═════ Extrait fourni ═════

Sommes-nous ces cocons ivres de la vie des autres, de leurs paroles aussi gluantes que le liquide amniotique ambiant censé nous protéger mais qui nous étouffe.
Étouffant. Voilà le mot. L'écriture de Nathalie Sarraute est d'une telle densité, une telle proximité non seulement avec le discours mais avec le vécu, le ressenti, le peu conscient, le refoulé que l'air y circule peu. Dans sa prose à nulle autre comparable, mêlant dialogues, monologues intérieurs, reliquats de pensée, de non-pensée, d'orgueilleux soubresauts de l'âme et de verbeux hoquets de dégoût, l'auteure (ou l'autrice, je ne me suis pas encore décidé) tisse sa toile littéraire, nous enveloppe de tous les sucs sociaux et psychologiques que le langage a pu produire. Les personnages s'y débattent tandis que le lecteur tente de surnager dans le réseau romanesque dans lequel il s'est lui-même jeté en ouvrant ce planétarium. Non ce n'est pas un livre que nous lisons mais une pelote, une jungle, un enchevêtrement d'être soyeux et collant .

═════

§ **Objectif énoncé 1**
Dans l'extrait sur l'écriture de Nathalie Sarraute, quel mot est retenu pour la qualifier ?
L'extrait et les lignes de données qui le suivent proviennent de sources distinctes.

═════ Données fournies ═════

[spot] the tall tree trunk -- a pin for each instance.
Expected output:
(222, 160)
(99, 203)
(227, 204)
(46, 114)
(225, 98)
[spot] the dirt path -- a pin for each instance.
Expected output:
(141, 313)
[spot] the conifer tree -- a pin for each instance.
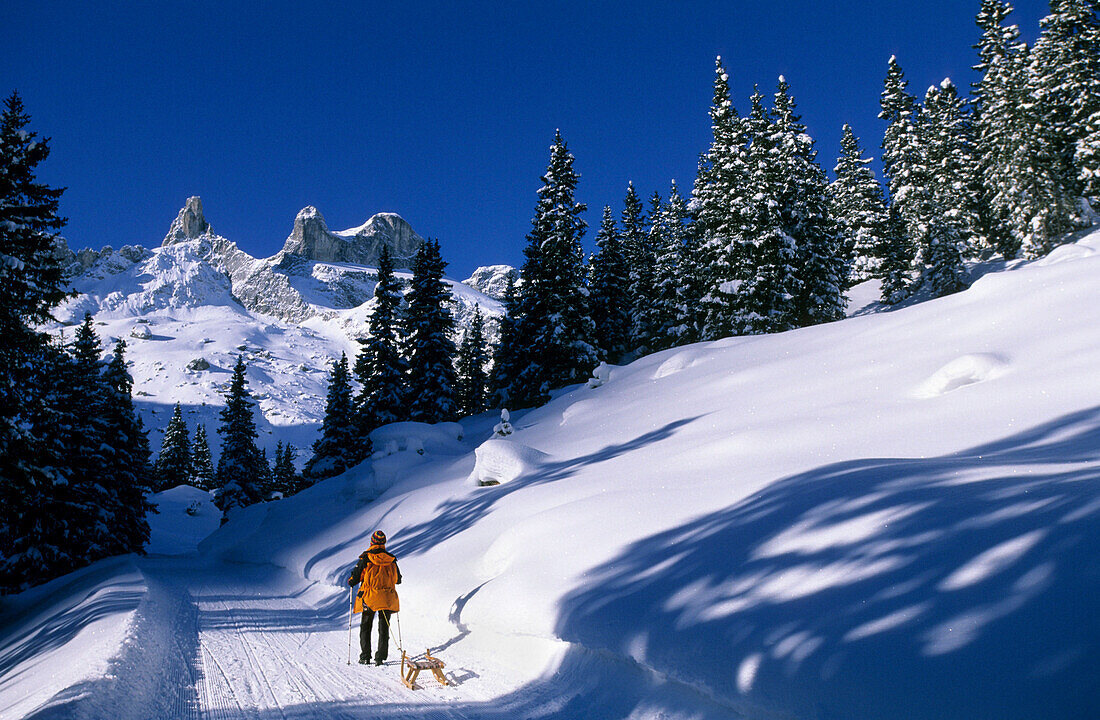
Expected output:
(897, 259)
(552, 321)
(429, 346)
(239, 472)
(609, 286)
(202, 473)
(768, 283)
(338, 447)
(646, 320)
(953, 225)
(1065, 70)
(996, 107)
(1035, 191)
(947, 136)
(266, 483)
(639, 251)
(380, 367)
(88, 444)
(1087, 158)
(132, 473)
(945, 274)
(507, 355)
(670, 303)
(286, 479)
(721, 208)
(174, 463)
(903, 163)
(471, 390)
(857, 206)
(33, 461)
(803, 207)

═════
═════ Données fournies ═════

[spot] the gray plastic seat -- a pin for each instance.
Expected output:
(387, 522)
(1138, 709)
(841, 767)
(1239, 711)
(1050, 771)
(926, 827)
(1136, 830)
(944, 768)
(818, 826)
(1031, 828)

═════
═════ Données fournies ═════

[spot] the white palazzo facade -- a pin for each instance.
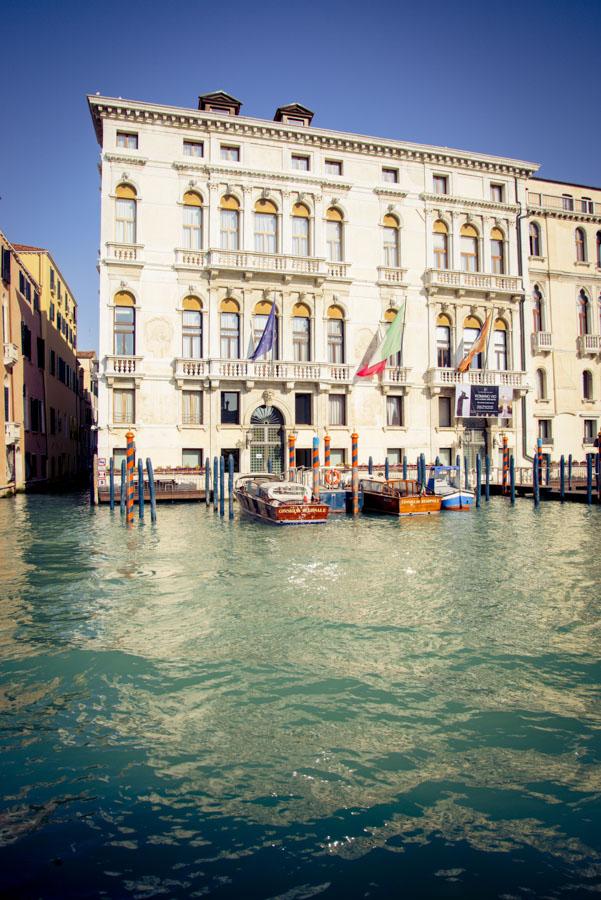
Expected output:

═════

§ **Objectif énoncé 2**
Recopiez sans rien modifier les lignes de données, de celle qui contient « [spot] the gray » jusqu'à celle qui contient « (1031, 828) », ces deux lignes comprises.

§ **Réponse attendue 1**
Le mot « étouffant ».

§ **Réponse attendue 2**
[spot] the gray plastic seat -- a pin for each instance.
Expected output:
(387, 522)
(1138, 709)
(841, 767)
(1239, 711)
(1050, 771)
(926, 827)
(1136, 830)
(944, 768)
(818, 826)
(1031, 828)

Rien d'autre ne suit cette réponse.